● Written exercise: Write out the passage on subsidized housing below, word for word, from "Government or non-profit" to "provide affordable housing.".
:: Extracted text ::
= Subsidized housing =

Government or non-profit housing (actual buildings or rental assistance)

Subsidized housing is a subsidy aimed towards alleviating housing costs and expenses for impoverished people with low to moderate incomes. In the United States, subsidized housing is often called "affordable housing". Forms of subsidies include direct housing subsidies, non-profit housing, public housing, rent supplements/vouchers, and some forms of co-operative and private sector housing. Increasing access to housing usually contributes to lower poverty rates.

== Types ==

Housing subsidies are government funded financial assistance programs designed to mitigate the costs of housing for low-income tenants. Subsidies can be provided in the form of housing vouchers given to tenants, e.g. Section 8 (Housing), or via direct deposits to landlords with government contracts to provide affordable housing.
:::
:: Material ::
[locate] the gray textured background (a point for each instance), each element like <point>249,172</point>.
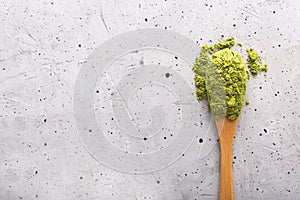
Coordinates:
<point>43,45</point>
:::
● Output for this exercise:
Government or non-profit housing (actual buildings or rental assistance)

Subsidized housing is a subsidy aimed towards alleviating housing costs and expenses for impoverished people with low to moderate incomes. In the United States, subsidized housing is often called "affordable housing". Forms of subsidies include direct housing subsidies, non-profit housing, public housing, rent supplements/vouchers, and some forms of co-operative and private sector housing. Increasing access to housing usually contributes to lower poverty rates.

== Types ==

Housing subsidies are government funded financial assistance programs designed to mitigate the costs of housing for low-income tenants. Subsidies can be provided in the form of housing vouchers given to tenants, e.g. Section 8 (Housing), or via direct deposits to landlords with government contracts to provide affordable housing.